[Saved entries]
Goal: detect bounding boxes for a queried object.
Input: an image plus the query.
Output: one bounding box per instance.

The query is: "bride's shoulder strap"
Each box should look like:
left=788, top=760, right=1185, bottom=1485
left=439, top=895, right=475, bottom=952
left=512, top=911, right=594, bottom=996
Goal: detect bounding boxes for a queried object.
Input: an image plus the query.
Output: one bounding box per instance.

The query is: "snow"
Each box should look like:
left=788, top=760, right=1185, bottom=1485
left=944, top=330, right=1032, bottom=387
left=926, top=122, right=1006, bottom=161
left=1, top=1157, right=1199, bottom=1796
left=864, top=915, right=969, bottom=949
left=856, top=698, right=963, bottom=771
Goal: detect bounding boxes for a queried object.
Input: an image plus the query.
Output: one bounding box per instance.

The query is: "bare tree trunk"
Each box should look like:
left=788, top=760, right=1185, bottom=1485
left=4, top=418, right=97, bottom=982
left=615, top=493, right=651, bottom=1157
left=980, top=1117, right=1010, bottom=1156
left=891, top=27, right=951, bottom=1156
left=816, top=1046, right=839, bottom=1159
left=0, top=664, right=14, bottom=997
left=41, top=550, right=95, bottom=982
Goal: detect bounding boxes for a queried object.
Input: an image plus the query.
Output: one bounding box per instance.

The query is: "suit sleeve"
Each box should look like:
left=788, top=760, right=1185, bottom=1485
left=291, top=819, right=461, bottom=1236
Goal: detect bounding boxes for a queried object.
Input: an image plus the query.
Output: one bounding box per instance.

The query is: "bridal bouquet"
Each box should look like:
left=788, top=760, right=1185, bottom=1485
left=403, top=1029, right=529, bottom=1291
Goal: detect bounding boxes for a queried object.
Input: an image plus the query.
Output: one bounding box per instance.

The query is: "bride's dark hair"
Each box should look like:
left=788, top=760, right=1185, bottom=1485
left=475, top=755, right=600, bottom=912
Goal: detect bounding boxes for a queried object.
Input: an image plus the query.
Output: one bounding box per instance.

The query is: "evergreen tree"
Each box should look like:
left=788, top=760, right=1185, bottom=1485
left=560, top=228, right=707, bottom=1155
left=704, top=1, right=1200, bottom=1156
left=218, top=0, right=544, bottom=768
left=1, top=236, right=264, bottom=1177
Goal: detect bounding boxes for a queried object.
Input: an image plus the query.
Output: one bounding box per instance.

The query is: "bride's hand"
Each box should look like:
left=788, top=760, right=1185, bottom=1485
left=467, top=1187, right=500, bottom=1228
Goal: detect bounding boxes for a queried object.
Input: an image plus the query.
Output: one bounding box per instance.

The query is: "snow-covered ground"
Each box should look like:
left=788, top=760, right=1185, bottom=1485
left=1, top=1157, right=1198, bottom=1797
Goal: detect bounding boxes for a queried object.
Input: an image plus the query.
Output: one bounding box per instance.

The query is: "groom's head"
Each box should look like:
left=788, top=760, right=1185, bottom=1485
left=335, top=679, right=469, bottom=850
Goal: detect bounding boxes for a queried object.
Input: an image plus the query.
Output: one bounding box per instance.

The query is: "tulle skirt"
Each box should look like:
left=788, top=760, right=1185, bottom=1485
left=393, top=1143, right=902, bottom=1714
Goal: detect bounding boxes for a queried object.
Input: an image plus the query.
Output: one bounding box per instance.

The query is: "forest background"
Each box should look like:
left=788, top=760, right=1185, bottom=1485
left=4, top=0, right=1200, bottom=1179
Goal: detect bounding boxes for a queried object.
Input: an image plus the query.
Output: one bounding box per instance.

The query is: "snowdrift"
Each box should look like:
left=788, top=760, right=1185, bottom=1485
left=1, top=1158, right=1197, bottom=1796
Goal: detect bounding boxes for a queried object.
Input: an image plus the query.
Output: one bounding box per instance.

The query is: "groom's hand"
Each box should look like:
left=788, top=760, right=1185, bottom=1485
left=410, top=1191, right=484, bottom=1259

→ YOUR INSTRUCTIONS: Your reply should contain every record, unchanged and complete.

→ REPLY TO THE EXERCISE:
Goal: detect bounding boxes for a queried object.
Input: an image plus the query.
Output: one bounding box per instance.

The query is: "bride's shoulder strap"
Each box should look like:
left=788, top=760, right=1185, bottom=1485
left=439, top=895, right=475, bottom=952
left=512, top=911, right=594, bottom=996
Goal: detect bounding boxes for a queried object.
Input: an image plus the query.
Output: one bounding box per instance.

The query is: "snow"
Each box should look like:
left=788, top=760, right=1185, bottom=1485
left=944, top=330, right=1032, bottom=387
left=926, top=122, right=1006, bottom=161
left=1, top=1157, right=1199, bottom=1796
left=864, top=915, right=969, bottom=949
left=856, top=698, right=963, bottom=771
Goal: detect bounding boxes for a queried object.
Input: an image plus the query.
Output: one bounding box per instance.

The query is: "bare tree trunk"
Each box should look like:
left=788, top=760, right=1185, bottom=1485
left=4, top=418, right=97, bottom=982
left=615, top=493, right=651, bottom=1157
left=980, top=1117, right=1010, bottom=1156
left=891, top=27, right=951, bottom=1156
left=816, top=1046, right=839, bottom=1159
left=0, top=664, right=14, bottom=997
left=41, top=550, right=95, bottom=982
Goal: detect bounding boxes for a queried object.
Input: an image plus the query.
Output: one bounding box per instance.

The query is: "suit sleeve"
Each box should look like:
left=788, top=760, right=1185, bottom=1485
left=291, top=819, right=461, bottom=1236
Goal: detect bounding boxes for a queried object.
Input: an image plus the query.
Output: one bounding box per instance.

The query is: "bridal bouquet"
Each box should look like:
left=788, top=760, right=1185, bottom=1485
left=403, top=1029, right=529, bottom=1291
Goal: detect bounding boxes for a queried object.
Input: an image plus the query.
Output: one bounding box per instance.

The query is: "bride's dark hair"
Each box should look like:
left=788, top=760, right=1185, bottom=1485
left=475, top=755, right=600, bottom=912
Goal: detect bounding boxes for a queried object.
Input: an image plus the query.
Output: one bounding box per instance.

The query is: "evergreen tree"
Each box should look like:
left=788, top=760, right=1185, bottom=1485
left=560, top=228, right=707, bottom=1155
left=704, top=1, right=1200, bottom=1156
left=218, top=0, right=544, bottom=768
left=1, top=236, right=264, bottom=1177
Goal: detect bounding boxes for a queried object.
Input: an image plus the query.
Output: one bounding box per instance.

The query is: "bride's hand"
Each box should look like:
left=788, top=760, right=1185, bottom=1485
left=467, top=1187, right=500, bottom=1228
Goal: detect bounding boxes for a queried object.
Input: an image plus the query.
Output: one bounding box per instance.

The query is: "snow-covered ground"
Each box should look like:
left=788, top=760, right=1185, bottom=1485
left=1, top=1157, right=1198, bottom=1797
Goal: detect bounding boxes for a queried object.
Input: an image plus the query.
Output: one bounding box per instance.

The query is: "groom's head"
Each box should look like:
left=788, top=760, right=1185, bottom=1485
left=335, top=679, right=469, bottom=850
Goal: detect bounding boxes for a queried object.
Input: an image plus the query.
Output: one bounding box per instance.

The query is: "tulle skirt"
Each box should look like:
left=788, top=760, right=1185, bottom=1485
left=393, top=1143, right=902, bottom=1714
Goal: detect bounding boxes for a queried object.
Input: an image plus the query.
Output: one bounding box per instance.

The query is: "forest background"
Each box should look like:
left=788, top=760, right=1185, bottom=1485
left=4, top=0, right=1200, bottom=1179
Goal: detect bounding boxes for a queried object.
Input: an image plus the query.
Output: one bounding box per instance.

The query is: "snowdrift"
Each box should look like:
left=788, top=760, right=1185, bottom=1485
left=1, top=1158, right=1197, bottom=1796
Goal: detect bounding boxes for a queried object.
Input: an image plus the query.
Output: one bounding box per instance.

The query is: "groom's hand"
Each box should look like:
left=788, top=760, right=1185, bottom=1485
left=410, top=1191, right=484, bottom=1259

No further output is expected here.